*Region pointing data*:
--- --- ---

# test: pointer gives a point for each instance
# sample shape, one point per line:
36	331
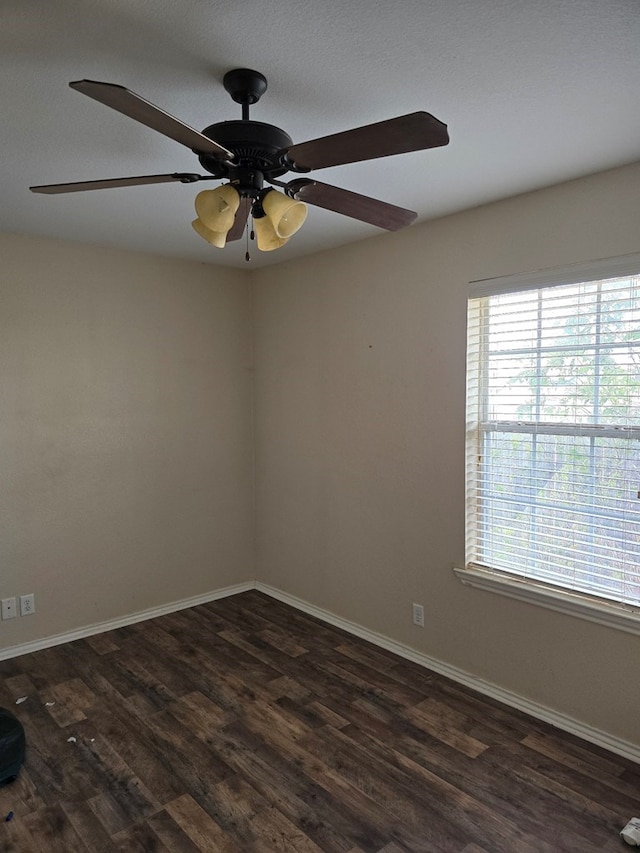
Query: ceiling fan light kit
248	153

--- --- ---

*Description of the task*:
The required output is each line above restated verbatim, with all images omitted.

*Answer to this task*:
# test: pointer gives a point for each instance
# sample shape, one point per line:
36	331
Query: ceiling fan light kit
248	153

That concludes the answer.